— START OF Provided records —
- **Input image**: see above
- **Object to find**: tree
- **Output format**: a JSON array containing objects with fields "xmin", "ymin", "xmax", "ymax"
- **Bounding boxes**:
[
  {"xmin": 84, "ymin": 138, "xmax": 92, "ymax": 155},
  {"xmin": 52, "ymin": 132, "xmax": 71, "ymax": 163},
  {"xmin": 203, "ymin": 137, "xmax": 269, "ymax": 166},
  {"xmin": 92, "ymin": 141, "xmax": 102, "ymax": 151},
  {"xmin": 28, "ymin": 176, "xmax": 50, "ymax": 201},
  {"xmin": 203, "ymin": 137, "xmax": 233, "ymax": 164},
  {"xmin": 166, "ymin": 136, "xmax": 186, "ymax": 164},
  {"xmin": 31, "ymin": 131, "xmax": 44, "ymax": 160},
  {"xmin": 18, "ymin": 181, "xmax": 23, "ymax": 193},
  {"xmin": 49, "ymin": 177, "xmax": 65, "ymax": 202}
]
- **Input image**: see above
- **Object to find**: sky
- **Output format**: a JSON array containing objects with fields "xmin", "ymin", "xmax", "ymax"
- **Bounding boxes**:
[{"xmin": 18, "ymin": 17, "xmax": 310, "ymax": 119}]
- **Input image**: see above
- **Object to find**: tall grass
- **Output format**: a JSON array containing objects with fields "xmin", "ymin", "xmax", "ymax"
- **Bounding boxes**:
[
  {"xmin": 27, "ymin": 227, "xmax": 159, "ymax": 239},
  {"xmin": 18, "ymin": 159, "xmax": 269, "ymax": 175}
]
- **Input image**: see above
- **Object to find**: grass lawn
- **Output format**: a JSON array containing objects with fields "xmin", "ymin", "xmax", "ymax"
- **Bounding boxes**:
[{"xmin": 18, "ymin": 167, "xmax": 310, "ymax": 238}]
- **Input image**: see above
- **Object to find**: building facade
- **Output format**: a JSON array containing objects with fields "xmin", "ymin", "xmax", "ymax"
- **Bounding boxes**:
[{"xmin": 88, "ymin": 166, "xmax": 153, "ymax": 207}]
— END OF Provided records —
▶ [Written task]
Can you write out all of the lines above again, replacing "Object to find" with "Target object" wherever it occurs and leaving everything else unchanged?

▶ [Answer to this exercise]
- **Input image**: see above
- **Target object**: tree
- **Output format**: a JSON array containing objects with fields "xmin", "ymin", "xmax", "ymax"
- **Bounding boxes**:
[
  {"xmin": 84, "ymin": 138, "xmax": 92, "ymax": 155},
  {"xmin": 52, "ymin": 132, "xmax": 71, "ymax": 163},
  {"xmin": 203, "ymin": 137, "xmax": 269, "ymax": 166},
  {"xmin": 92, "ymin": 141, "xmax": 102, "ymax": 151},
  {"xmin": 28, "ymin": 176, "xmax": 50, "ymax": 201},
  {"xmin": 203, "ymin": 137, "xmax": 233, "ymax": 164},
  {"xmin": 166, "ymin": 136, "xmax": 186, "ymax": 164},
  {"xmin": 31, "ymin": 131, "xmax": 44, "ymax": 160},
  {"xmin": 18, "ymin": 181, "xmax": 23, "ymax": 193},
  {"xmin": 49, "ymin": 177, "xmax": 65, "ymax": 202}
]
- **Input image**: see above
- **Target object**: sky
- **Output format**: a JSON array containing objects with fields "xmin", "ymin", "xmax", "ymax"
- **Bounding boxes**:
[{"xmin": 18, "ymin": 17, "xmax": 310, "ymax": 119}]
- **Input image**: see above
- **Target object**: tall grass
- **Output format**: a JSON array containing objects with fields "xmin", "ymin", "xmax", "ymax"
- **Bounding boxes**:
[
  {"xmin": 27, "ymin": 227, "xmax": 159, "ymax": 239},
  {"xmin": 18, "ymin": 159, "xmax": 269, "ymax": 175}
]
- **Input image**: see above
- **Target object**: grass lawn
- **Output format**: a JSON array containing objects with fields "xmin", "ymin", "xmax", "ymax"
- **Bounding boxes**:
[{"xmin": 18, "ymin": 167, "xmax": 310, "ymax": 238}]
- **Input image**: see above
- **Target object**: building facade
- **Output format**: a JSON array containing objects with fields "xmin", "ymin", "xmax", "ymax"
- **Bounding boxes**:
[{"xmin": 88, "ymin": 166, "xmax": 153, "ymax": 207}]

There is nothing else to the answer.